BEGIN GIVEN PASSAGE

2018 Little League Softball World Series

Tournament details
- Dates: August 8–August 15
- Teams: 10

Final positions
- Champions: Wheelersburg, Ohio Wheelersburg Little League
- Runners-up: Tunkhannock, Pennsylvania Tunkhannock Little League

= 2018 Little League Softball World Series =

Competition held in Portland, Oregon

The 2018 Little League Softball World Series was held in Portland, Oregon from August 8 to August 15, 2018. Six teams from the United States and four from throughout the world competed for the Little League Softball World Series Championship.

==Teams==
Each team that competed in the tournament came out of one of the 10 regions.

END GIVEN PASSAGE
BEGIN ENTRIES SUPPLIED

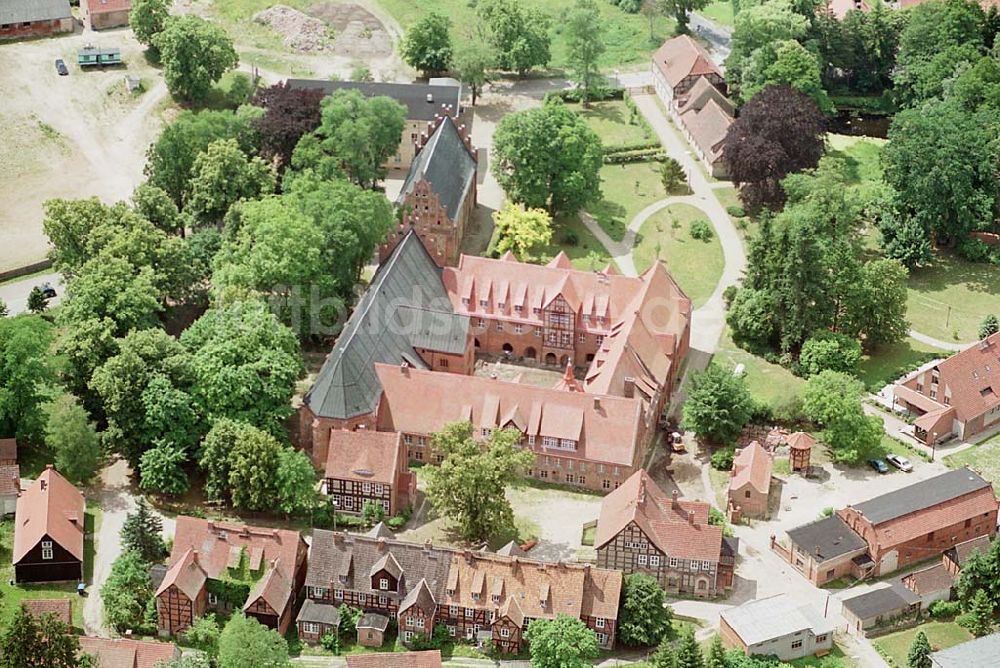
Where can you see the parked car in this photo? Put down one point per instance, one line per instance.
(878, 465)
(900, 462)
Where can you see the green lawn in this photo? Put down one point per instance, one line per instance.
(940, 634)
(984, 457)
(615, 125)
(695, 265)
(769, 382)
(952, 296)
(12, 595)
(626, 190)
(888, 363)
(720, 11)
(626, 36)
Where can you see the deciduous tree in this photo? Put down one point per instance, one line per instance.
(548, 157)
(563, 642)
(718, 405)
(195, 53)
(468, 487)
(427, 44)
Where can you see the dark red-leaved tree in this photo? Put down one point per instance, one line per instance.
(779, 131)
(289, 114)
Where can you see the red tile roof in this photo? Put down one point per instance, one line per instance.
(62, 608)
(127, 653)
(682, 57)
(752, 466)
(419, 402)
(427, 659)
(365, 455)
(678, 528)
(51, 507)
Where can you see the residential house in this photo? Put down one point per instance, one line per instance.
(61, 608)
(35, 18)
(825, 550)
(404, 360)
(270, 564)
(10, 488)
(439, 194)
(880, 606)
(102, 14)
(642, 530)
(128, 653)
(777, 625)
(49, 530)
(423, 103)
(422, 586)
(427, 659)
(368, 467)
(957, 396)
(924, 519)
(978, 653)
(750, 481)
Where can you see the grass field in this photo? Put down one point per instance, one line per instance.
(611, 121)
(952, 296)
(626, 190)
(626, 36)
(695, 265)
(940, 634)
(984, 457)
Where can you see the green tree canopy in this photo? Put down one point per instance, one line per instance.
(563, 642)
(195, 53)
(468, 487)
(547, 157)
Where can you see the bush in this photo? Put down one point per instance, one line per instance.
(722, 460)
(701, 230)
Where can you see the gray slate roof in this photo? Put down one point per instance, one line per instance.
(446, 163)
(355, 556)
(20, 11)
(921, 495)
(979, 653)
(411, 96)
(318, 613)
(831, 535)
(405, 306)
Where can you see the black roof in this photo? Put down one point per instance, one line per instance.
(877, 602)
(831, 535)
(447, 164)
(921, 495)
(406, 306)
(412, 96)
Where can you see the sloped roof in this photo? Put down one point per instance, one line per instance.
(923, 495)
(752, 466)
(774, 617)
(52, 507)
(364, 455)
(666, 521)
(681, 57)
(379, 330)
(20, 11)
(447, 163)
(412, 96)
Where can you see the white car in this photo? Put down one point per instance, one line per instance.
(900, 462)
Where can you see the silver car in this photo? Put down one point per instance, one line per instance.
(900, 462)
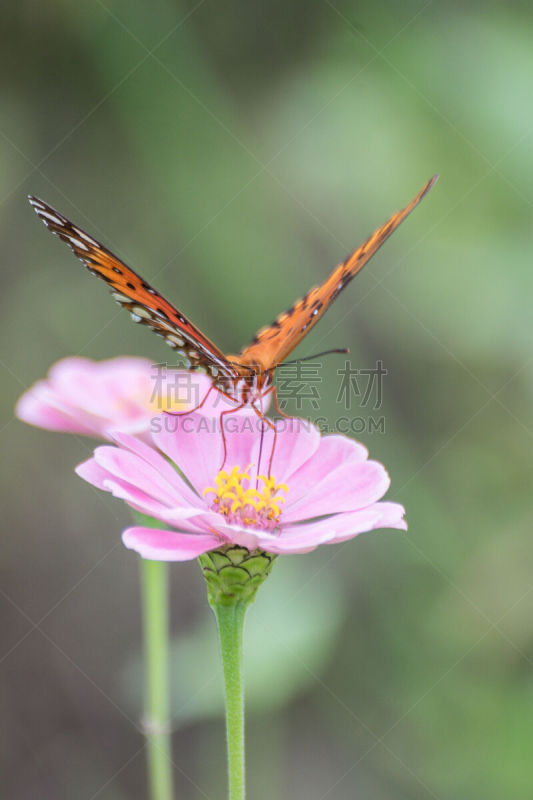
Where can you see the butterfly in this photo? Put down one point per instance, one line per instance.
(245, 377)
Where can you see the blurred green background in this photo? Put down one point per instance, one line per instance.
(233, 153)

END ENTRIES SUPPLIED

Copy out the passage on the 2018 Little League Softball World Series word for word, from "Competition held in" up to and including "the 10 regions.".

Competition held in Portland, Oregon

The 2018 Little League Softball World Series was held in Portland, Oregon from August 8 to August 15, 2018. Six teams from the United States and four from throughout the world competed for the Little League Softball World Series Championship.

==Teams==
Each team that competed in the tournament came out of one of the 10 regions.